Rewrite the whole listing with every "jersey" changed to "shirt" and nothing else altered. Leave the pictures out of your version.

» **Records**:
- - - -

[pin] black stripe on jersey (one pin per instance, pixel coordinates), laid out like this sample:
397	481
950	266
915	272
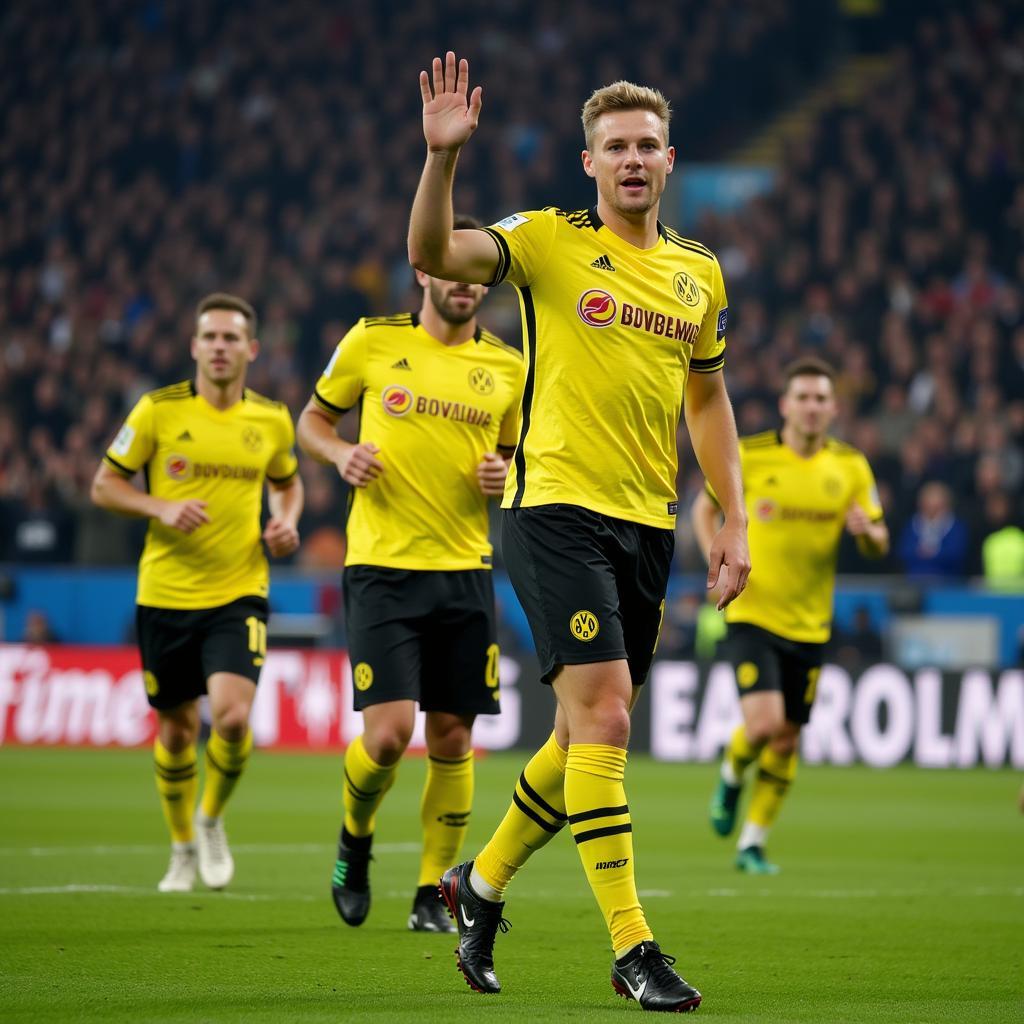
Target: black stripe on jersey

- - - -

» **Task response**:
[pin] black stripe on shirt (one pin per instance, pixel coordinates), laid out like this sample:
397	481
950	266
915	272
Target: black stripe on shirt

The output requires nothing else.